— start Dataset extract —

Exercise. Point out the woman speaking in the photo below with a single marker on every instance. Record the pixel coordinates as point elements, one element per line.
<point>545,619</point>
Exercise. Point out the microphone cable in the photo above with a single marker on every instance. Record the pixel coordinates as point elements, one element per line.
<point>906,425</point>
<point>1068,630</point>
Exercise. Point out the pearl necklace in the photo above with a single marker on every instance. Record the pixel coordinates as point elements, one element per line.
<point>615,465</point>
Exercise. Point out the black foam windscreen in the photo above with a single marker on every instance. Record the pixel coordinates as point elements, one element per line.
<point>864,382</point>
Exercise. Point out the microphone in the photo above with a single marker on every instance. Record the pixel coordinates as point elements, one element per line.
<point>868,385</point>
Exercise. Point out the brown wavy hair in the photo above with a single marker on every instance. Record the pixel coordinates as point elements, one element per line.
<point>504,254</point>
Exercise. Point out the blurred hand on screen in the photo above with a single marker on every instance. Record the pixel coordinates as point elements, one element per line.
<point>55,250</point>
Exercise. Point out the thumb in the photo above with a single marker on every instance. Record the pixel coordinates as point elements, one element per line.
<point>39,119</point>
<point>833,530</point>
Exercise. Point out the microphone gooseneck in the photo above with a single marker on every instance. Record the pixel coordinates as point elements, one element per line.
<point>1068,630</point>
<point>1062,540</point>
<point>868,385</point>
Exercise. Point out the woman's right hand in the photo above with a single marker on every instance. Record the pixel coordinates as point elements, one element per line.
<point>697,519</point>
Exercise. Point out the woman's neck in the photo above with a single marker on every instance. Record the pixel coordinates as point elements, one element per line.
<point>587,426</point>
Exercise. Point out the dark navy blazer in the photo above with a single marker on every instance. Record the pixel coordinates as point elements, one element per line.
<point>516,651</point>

— end Dataset extract —

• _Goal of the exercise_
Please copy every one of the rows above, keeping each line identical to the original.

• _Output below_
Exercise. Point out the woman speaking in the photo below with a single marker on every instance. Record the pixel coordinates as point elements, one element per line.
<point>545,619</point>
Exercise. Point out the microphone cable in the photo above with a single marker on every instance. Record the pixel coordinates as point elements, one element per line.
<point>906,425</point>
<point>1068,630</point>
Exercise. Point out the pearl necklace in the photo above with a single marker on every instance. Record the pixel coordinates as point elements, one element per line.
<point>615,465</point>
Exercise. Point out the black foam windscreen in the photo above with a single marker on every instance. Record the pixel coordinates as point elements, one element per line.
<point>864,382</point>
Exercise. Point out the microphone in the photo above with a single marker on every instance. Record the pixel coordinates as point elements, one element per line.
<point>868,385</point>
Exercise. Point out the brown wavy hair in the photo above with a single marker on every instance. Record the pixel coordinates as point elements, one element per line.
<point>504,254</point>
Exercise. Point out the blurred hand on screen in the photo above with a single marker on every instance. Record the pixel coordinates as point elements, one element per line.
<point>55,250</point>
Exercise. Point out the thumb in the photo above with a single marker on every instance. Record the pixel coordinates as point elements, one element per line.
<point>39,119</point>
<point>833,530</point>
Exercise. Point out the microphone gooseneck in the photo above with a single marker on every instance. Record the pixel coordinates as point elements, one element per line.
<point>1068,630</point>
<point>1062,540</point>
<point>868,385</point>
Exercise. Point out the woman's right hand in the photo above with a single marker on every instance. Record the pixel coordinates as point elements, one element per line.
<point>697,519</point>
Exercise. Point out the woman's neck in the photo above with a single marker on every instance. Record the pixel coordinates as point elements, one element per line.
<point>587,426</point>
Exercise. Point out the dark navy blazer in the photo above with a single marker on every instance. Record the pixel coordinates as point elements, one element per line.
<point>516,651</point>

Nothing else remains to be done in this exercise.